▶ _What the task requires_
Word for word, set down the entries below.

▶ _Excerpted data_
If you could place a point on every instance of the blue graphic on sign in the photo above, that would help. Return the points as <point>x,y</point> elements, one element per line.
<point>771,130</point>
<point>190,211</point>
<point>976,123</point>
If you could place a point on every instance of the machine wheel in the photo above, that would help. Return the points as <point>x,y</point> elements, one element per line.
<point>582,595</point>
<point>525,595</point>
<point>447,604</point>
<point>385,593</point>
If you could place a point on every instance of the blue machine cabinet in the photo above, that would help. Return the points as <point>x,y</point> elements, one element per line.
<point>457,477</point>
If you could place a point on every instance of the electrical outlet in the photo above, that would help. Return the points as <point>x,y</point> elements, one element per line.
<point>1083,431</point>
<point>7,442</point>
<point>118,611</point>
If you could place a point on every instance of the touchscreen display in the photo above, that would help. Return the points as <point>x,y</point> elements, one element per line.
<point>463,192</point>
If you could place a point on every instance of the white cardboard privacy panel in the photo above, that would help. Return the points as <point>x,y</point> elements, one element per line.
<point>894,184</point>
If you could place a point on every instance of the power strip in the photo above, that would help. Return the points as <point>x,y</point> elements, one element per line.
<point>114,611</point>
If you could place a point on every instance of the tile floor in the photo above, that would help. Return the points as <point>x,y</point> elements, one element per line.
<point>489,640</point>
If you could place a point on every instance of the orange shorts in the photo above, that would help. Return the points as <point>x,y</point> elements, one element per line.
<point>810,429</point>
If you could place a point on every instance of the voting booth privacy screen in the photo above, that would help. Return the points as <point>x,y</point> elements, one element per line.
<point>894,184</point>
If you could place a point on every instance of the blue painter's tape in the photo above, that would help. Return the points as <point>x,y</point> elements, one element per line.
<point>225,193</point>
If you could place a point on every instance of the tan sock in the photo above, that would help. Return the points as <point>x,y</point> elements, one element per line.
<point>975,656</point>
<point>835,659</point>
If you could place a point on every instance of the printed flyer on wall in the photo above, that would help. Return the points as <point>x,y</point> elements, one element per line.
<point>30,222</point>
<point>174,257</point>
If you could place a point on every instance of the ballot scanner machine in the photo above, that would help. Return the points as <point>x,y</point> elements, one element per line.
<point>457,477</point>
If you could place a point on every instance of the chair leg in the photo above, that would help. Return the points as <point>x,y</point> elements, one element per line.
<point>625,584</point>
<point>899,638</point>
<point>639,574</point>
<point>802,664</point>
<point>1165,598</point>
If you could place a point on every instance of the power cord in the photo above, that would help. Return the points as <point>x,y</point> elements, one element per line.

▶ _Written reply_
If you could place a point on every instance of the blue graphic on sign in the photo above, that would help. Return the points as <point>x,y</point> elements, one element per line.
<point>771,130</point>
<point>190,211</point>
<point>976,123</point>
If you could place a point on every instance of the machine wheel in the photo above, that would help. Return the points as <point>x,y</point> elements, one element per line.
<point>582,595</point>
<point>525,595</point>
<point>447,604</point>
<point>385,593</point>
If you could place a point on every instance of the blue machine cabinet in the photo above, that would help. Return the points as <point>x,y</point> elements, one element per line.
<point>457,477</point>
If you could place a point on every instance of the electrical outlet in the photo above, that would help. Return the points as <point>x,y</point> elements, one element per line.
<point>1083,431</point>
<point>7,442</point>
<point>118,611</point>
If you could place a point on every instance of the touchscreen display in the photo above, that would help. Return the points as <point>x,y</point> elements, one element per line.
<point>463,192</point>
If you could place a point on every instance of the white cardboard privacy panel in the photo above, that would help. Return the points as <point>x,y</point> elements, one element per line.
<point>894,184</point>
If you could place a point on every instance of the power strip in the photo above, that would help. Return the points as <point>x,y</point> elements, one element per line.
<point>114,611</point>
If you could place a point on every instance of the tile floor in the photo above, that would help. Return the points as <point>x,y</point> elements, one element per line.
<point>489,640</point>
If you could place a point on every instance of the orange shorts in the photo above, that would help. Return the points as <point>x,y</point> elements, one element per line.
<point>810,429</point>
If you could place a point on every instance of the voting booth privacy screen in the photo above, that would help. Return the points as <point>x,y</point> elements, one element per line.
<point>894,184</point>
If you could place a point on every instance of the blue painter's tape in the photo above, that would help. Return the points as <point>x,y</point> elements, one element per line.
<point>225,193</point>
If you could place a point on every instance of the tan sock in the photo above, that would help. Return the points as <point>x,y</point> elements, one element per line.
<point>975,656</point>
<point>835,659</point>
If you could place a point on every instance of the printed flyer on wall in the photo above, that would help. Return the points as <point>x,y</point> elements, one element per line.
<point>30,222</point>
<point>174,257</point>
If you could place a point on every instance of the ballot scanner machine in the photo above, that would help. Return the points as <point>x,y</point> elements, one element per line.
<point>457,477</point>
If you could place a point on every instance of the chair leg in the photo above, that would help. Return the points as <point>x,y</point> elements, one element per line.
<point>625,584</point>
<point>899,638</point>
<point>639,574</point>
<point>802,664</point>
<point>1165,598</point>
If you could place a point on every instance of the power cord in the photo above, that would help. Return the points as <point>x,y</point> elements, one element per line.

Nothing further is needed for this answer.